■ **DATA FOR PROCESSING**
- - -
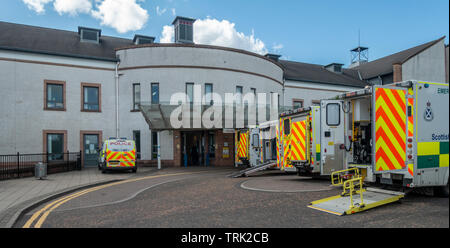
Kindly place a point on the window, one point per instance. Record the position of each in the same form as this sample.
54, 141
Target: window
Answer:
208, 94
91, 97
212, 145
190, 92
297, 103
54, 95
89, 35
55, 146
136, 96
154, 145
333, 114
155, 93
239, 91
137, 140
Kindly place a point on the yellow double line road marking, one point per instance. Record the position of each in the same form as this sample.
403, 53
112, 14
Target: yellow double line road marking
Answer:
43, 213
- - -
■ **THE TASK**
Repeat the records above exactly, without any pictures.

■ **YOUR SOLUTION**
Kindly place a point on the window, one point per instance. Record the position of each in the same form as this sample.
54, 141
Target: window
Answer:
208, 94
91, 97
212, 145
190, 92
297, 103
54, 95
89, 35
55, 146
136, 96
154, 145
333, 114
155, 93
239, 91
137, 140
Kindly place a point on the yellow double line road marking, one point per instance. Record the position of each in the same form as this sample.
403, 53
112, 14
Target: yellow double line road marking
Answer:
43, 213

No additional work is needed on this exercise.